- The exercise -
Repeat exactly the lines from the one containing "Spot the snowy" through the last line of the records below, both included, and nothing else.

- Input -

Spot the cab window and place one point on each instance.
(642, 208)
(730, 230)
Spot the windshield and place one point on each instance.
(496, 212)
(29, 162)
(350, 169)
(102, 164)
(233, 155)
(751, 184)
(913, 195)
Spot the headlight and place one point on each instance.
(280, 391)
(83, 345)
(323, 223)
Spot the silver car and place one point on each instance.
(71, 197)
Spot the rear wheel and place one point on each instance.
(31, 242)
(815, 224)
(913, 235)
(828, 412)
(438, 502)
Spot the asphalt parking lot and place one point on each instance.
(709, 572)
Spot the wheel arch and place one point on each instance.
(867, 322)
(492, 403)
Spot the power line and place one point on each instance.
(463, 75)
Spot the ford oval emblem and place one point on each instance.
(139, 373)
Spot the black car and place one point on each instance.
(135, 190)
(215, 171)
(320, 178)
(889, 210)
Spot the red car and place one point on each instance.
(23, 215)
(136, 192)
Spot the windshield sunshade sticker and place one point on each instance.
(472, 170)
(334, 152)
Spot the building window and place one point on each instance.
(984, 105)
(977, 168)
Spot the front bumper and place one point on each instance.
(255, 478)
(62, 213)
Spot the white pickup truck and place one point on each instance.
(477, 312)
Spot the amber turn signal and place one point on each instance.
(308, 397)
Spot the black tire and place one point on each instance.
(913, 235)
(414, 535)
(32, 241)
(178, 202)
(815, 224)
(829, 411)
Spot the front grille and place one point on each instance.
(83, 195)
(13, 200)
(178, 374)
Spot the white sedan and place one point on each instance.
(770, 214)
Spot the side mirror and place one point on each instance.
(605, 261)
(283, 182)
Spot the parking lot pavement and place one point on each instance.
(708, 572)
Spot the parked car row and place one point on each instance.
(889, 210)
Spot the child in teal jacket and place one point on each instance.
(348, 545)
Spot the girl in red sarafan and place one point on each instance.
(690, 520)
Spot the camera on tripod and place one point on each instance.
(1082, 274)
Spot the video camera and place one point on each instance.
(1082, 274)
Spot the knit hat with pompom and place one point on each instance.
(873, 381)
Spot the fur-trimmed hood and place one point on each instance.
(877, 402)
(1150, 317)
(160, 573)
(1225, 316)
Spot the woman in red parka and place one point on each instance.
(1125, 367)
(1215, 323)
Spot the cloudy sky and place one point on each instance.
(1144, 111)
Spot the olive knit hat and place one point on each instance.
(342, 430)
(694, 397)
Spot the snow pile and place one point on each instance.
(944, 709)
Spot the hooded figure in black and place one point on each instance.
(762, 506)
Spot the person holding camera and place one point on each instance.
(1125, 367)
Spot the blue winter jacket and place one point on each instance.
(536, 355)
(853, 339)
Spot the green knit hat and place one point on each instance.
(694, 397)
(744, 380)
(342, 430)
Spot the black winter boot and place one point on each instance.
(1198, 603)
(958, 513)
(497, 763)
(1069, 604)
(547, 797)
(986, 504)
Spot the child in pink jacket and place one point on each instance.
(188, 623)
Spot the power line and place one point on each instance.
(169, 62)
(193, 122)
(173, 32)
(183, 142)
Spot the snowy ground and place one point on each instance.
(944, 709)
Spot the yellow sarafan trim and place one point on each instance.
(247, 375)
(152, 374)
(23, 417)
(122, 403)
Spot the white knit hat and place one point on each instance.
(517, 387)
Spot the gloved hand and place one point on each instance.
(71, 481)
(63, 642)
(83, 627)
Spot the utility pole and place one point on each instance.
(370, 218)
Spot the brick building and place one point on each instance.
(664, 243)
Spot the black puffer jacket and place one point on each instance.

- Response below -
Spot the snowy ground and place one point on each instance.
(944, 709)
Spot the yellow sarafan trim and place one point on each instance.
(247, 375)
(152, 374)
(23, 417)
(122, 403)
Spot the white knit hat and place one point on each instance.
(517, 387)
Spot the gloved hand and place one point on each instance.
(71, 481)
(63, 642)
(83, 627)
Spot the utility pole and place one point on each instance.
(370, 218)
Spot the brick building and place one point on each instance.
(664, 243)
Spot the black puffer jacket and place one point on each instance.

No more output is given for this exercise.